(Box-labeled dataset extracts)
##############################
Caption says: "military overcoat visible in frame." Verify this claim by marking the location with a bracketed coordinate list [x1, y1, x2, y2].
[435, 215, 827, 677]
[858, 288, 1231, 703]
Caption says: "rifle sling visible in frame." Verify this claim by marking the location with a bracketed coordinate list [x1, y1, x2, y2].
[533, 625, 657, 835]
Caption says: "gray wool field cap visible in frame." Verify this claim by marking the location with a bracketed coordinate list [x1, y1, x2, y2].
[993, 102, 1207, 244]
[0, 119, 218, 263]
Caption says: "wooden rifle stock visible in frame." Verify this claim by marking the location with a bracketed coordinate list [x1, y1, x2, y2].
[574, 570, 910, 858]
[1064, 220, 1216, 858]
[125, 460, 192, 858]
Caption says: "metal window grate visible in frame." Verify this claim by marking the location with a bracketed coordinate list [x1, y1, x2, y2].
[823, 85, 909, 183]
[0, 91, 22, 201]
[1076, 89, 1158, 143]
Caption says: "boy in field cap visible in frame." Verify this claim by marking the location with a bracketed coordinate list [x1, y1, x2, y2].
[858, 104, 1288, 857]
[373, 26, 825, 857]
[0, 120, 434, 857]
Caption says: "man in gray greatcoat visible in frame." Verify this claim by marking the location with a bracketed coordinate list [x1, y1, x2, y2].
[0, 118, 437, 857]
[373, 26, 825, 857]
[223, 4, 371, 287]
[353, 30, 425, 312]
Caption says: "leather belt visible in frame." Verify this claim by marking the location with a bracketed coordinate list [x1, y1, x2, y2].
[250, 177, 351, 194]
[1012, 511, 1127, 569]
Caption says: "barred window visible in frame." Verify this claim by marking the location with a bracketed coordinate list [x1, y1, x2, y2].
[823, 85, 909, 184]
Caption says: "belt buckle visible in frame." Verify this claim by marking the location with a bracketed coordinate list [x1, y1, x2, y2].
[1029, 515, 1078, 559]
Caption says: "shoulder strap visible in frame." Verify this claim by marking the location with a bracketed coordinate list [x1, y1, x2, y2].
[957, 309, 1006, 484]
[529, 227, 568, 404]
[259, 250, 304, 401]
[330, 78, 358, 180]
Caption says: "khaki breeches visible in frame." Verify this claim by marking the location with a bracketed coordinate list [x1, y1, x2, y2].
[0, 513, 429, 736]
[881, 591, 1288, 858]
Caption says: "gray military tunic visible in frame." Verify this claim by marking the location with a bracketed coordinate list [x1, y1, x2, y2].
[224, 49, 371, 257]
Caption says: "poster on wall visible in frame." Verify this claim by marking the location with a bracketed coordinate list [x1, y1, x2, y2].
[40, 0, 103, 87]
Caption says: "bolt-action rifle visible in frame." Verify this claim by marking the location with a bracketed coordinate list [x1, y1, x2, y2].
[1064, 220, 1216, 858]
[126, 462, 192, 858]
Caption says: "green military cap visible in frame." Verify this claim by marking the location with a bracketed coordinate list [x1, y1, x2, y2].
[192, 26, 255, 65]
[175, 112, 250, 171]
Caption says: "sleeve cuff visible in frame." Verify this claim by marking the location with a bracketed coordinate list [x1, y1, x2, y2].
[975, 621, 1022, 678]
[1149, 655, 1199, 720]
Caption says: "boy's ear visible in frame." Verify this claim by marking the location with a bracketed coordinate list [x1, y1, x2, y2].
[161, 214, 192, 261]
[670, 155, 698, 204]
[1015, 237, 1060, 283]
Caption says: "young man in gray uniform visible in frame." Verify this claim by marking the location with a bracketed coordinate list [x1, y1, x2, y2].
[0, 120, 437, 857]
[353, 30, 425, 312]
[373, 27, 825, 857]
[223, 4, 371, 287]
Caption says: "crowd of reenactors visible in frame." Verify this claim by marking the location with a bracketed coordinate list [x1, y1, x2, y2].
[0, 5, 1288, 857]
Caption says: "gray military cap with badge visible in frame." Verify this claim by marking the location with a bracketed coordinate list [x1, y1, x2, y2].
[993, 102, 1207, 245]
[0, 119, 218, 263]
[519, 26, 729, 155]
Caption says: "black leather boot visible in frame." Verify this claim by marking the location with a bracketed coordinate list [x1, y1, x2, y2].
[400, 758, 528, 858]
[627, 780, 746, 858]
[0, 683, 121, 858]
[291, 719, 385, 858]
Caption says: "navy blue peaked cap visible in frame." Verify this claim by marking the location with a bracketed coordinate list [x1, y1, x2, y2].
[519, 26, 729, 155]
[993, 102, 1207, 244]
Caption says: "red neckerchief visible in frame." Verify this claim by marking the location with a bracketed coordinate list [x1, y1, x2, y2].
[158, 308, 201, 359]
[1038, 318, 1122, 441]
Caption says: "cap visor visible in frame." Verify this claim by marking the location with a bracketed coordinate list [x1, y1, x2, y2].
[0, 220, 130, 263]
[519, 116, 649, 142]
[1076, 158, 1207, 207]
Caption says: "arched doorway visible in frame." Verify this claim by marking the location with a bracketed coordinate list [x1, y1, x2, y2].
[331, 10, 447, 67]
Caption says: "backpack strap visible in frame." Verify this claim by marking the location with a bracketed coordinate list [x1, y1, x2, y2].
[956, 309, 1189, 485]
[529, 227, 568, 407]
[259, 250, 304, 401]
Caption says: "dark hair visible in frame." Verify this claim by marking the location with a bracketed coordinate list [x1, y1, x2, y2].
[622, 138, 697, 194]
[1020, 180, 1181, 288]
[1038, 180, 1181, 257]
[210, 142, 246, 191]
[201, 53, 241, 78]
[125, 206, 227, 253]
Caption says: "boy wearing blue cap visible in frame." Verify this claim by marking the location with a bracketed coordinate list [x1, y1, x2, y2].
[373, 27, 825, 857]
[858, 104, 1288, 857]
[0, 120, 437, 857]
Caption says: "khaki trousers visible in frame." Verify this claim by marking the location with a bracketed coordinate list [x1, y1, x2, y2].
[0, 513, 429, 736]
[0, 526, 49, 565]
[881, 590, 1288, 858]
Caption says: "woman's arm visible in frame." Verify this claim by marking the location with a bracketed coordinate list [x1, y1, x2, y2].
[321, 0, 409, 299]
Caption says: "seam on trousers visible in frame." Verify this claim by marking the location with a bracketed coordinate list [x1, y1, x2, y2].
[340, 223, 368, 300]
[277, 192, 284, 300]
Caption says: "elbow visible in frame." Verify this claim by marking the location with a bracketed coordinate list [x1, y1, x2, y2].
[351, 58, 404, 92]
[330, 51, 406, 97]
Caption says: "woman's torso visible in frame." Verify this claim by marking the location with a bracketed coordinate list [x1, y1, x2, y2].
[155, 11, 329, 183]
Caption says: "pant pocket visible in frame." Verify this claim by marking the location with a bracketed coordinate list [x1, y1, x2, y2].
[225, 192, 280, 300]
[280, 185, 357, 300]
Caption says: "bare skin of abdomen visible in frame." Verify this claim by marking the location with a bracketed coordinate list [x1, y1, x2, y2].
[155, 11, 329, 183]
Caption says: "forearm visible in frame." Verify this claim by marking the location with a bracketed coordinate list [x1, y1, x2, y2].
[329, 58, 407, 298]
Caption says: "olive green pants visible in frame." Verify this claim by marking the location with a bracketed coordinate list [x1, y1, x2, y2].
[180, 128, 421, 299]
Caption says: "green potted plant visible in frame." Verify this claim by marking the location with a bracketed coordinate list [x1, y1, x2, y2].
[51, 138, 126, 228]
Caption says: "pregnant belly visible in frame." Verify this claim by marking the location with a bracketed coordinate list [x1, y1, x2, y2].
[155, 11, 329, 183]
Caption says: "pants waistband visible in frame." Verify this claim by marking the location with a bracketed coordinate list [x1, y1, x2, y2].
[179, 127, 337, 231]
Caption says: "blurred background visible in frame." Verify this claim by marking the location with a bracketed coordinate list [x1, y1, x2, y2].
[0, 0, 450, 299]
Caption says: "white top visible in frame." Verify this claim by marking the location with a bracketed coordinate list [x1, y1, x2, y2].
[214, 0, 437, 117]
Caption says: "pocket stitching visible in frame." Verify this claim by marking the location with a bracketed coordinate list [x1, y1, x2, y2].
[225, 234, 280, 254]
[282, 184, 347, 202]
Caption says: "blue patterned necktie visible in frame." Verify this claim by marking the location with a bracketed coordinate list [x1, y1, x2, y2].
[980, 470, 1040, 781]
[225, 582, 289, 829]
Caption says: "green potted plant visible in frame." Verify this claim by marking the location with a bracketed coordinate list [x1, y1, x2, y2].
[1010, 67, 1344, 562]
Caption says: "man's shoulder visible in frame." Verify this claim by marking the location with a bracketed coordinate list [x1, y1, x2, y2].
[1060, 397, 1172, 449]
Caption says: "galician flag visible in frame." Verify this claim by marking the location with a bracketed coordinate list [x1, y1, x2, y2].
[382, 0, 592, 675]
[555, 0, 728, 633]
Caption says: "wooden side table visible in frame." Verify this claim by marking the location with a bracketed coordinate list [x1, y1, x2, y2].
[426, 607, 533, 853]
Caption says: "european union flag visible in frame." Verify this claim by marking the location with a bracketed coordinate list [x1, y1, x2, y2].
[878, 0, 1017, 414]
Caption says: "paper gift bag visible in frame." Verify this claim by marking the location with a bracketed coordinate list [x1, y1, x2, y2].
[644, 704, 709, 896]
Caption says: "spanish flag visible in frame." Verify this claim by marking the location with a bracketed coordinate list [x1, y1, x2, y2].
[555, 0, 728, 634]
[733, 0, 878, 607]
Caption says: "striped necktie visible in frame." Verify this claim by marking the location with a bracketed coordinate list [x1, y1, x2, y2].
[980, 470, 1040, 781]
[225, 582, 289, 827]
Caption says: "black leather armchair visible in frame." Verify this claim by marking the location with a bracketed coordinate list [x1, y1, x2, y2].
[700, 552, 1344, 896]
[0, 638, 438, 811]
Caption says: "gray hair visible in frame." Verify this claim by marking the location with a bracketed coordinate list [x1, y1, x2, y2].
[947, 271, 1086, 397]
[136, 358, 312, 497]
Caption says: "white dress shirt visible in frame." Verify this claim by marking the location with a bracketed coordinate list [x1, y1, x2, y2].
##############################
Print again, with no changes, the lines between the line containing "rifle stock visible" and the line containing "[1076, 89, 1158, 143]", inclusive.

#### COMPLETE ANSWER
Caption says: "wooden rifle stock visible in frame." Verify this claim by marking the location with a bracketed coordinate list [x1, y1, x2, y2].
[574, 570, 910, 858]
[1064, 220, 1216, 858]
[125, 460, 192, 858]
Caption says: "metal window grate visible in frame." Verify this claim by marking the location with a bracketed coordinate list [x1, y1, x2, y2].
[823, 85, 909, 183]
[0, 91, 22, 201]
[1076, 89, 1158, 143]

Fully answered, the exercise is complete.